Exercise objective | Rewrite everything in the records from the line containing "Note to the class: point at the shop" down to the line containing "<point>244,22</point>", both ends included, and give only those lines. Keep the requests as they are, but scale every x,y coordinate in the answers by 1.4, rounding to whole numbers with halves rounded up.
• • • • • • •
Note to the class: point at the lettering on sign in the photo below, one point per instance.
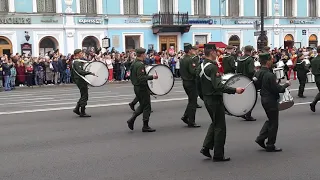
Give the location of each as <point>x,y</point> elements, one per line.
<point>233,81</point>
<point>90,21</point>
<point>15,20</point>
<point>49,21</point>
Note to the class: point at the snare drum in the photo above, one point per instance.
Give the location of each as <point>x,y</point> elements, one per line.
<point>239,104</point>
<point>286,101</point>
<point>311,78</point>
<point>278,72</point>
<point>101,73</point>
<point>165,82</point>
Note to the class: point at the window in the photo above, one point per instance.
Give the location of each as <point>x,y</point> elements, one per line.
<point>200,39</point>
<point>312,8</point>
<point>166,6</point>
<point>265,6</point>
<point>233,8</point>
<point>288,8</point>
<point>46,6</point>
<point>4,6</point>
<point>130,7</point>
<point>199,7</point>
<point>88,7</point>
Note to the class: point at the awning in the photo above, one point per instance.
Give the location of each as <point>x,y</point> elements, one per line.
<point>218,44</point>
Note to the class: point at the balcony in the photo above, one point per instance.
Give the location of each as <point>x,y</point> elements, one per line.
<point>170,22</point>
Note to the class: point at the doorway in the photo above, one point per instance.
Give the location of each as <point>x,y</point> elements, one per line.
<point>165,42</point>
<point>5,46</point>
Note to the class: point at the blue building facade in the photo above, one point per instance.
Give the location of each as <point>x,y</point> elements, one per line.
<point>38,26</point>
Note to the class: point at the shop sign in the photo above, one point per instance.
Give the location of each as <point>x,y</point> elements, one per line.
<point>14,20</point>
<point>301,22</point>
<point>49,21</point>
<point>202,21</point>
<point>244,22</point>
<point>90,21</point>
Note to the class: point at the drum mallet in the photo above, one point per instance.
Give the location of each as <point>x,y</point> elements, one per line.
<point>254,79</point>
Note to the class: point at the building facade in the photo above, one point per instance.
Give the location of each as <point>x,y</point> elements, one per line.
<point>38,26</point>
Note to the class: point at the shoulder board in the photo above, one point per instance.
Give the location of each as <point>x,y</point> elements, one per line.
<point>243,58</point>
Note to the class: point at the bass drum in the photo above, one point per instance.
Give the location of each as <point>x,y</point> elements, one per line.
<point>239,104</point>
<point>101,73</point>
<point>165,82</point>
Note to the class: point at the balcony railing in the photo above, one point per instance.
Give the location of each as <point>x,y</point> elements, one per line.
<point>170,19</point>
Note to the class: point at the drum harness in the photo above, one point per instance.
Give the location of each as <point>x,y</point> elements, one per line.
<point>202,71</point>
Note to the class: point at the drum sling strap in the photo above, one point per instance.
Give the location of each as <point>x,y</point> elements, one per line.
<point>202,71</point>
<point>79,60</point>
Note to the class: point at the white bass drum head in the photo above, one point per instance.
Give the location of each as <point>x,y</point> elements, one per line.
<point>165,82</point>
<point>100,70</point>
<point>239,104</point>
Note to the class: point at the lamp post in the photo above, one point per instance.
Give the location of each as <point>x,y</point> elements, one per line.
<point>262,39</point>
<point>27,36</point>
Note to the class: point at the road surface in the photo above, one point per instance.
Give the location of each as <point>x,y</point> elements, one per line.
<point>41,139</point>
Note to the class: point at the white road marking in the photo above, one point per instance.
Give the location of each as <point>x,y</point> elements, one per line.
<point>104,105</point>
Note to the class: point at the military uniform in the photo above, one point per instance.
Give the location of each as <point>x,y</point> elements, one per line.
<point>188,75</point>
<point>139,80</point>
<point>212,90</point>
<point>228,62</point>
<point>270,89</point>
<point>315,66</point>
<point>302,71</point>
<point>76,73</point>
<point>246,67</point>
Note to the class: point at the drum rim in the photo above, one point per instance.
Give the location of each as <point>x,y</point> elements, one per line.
<point>153,66</point>
<point>105,66</point>
<point>255,102</point>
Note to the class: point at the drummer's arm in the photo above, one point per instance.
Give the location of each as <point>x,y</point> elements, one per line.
<point>78,67</point>
<point>275,87</point>
<point>216,82</point>
<point>142,76</point>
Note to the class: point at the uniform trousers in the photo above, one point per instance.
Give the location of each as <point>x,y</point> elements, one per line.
<point>191,90</point>
<point>143,96</point>
<point>302,77</point>
<point>317,98</point>
<point>216,135</point>
<point>270,128</point>
<point>84,95</point>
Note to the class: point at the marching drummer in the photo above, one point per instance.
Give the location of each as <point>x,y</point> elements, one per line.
<point>139,80</point>
<point>76,73</point>
<point>188,75</point>
<point>270,89</point>
<point>302,71</point>
<point>246,67</point>
<point>315,68</point>
<point>228,61</point>
<point>211,91</point>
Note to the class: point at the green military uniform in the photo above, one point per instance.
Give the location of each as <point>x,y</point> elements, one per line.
<point>228,62</point>
<point>302,71</point>
<point>212,90</point>
<point>315,66</point>
<point>188,75</point>
<point>270,89</point>
<point>246,67</point>
<point>76,73</point>
<point>139,80</point>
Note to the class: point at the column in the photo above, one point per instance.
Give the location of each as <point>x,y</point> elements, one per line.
<point>276,37</point>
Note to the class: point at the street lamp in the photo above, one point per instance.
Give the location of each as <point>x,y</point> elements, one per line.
<point>106,42</point>
<point>27,36</point>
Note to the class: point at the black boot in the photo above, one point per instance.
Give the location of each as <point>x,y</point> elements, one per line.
<point>130,122</point>
<point>146,127</point>
<point>83,112</point>
<point>76,109</point>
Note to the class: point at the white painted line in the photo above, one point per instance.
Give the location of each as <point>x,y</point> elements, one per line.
• • • • • • •
Written response |
Note to the class: point at the shop sign in the photo above, one point per instance.
Give the location of each as <point>x,y</point> elements, one per line.
<point>20,28</point>
<point>421,31</point>
<point>69,29</point>
<point>283,29</point>
<point>342,31</point>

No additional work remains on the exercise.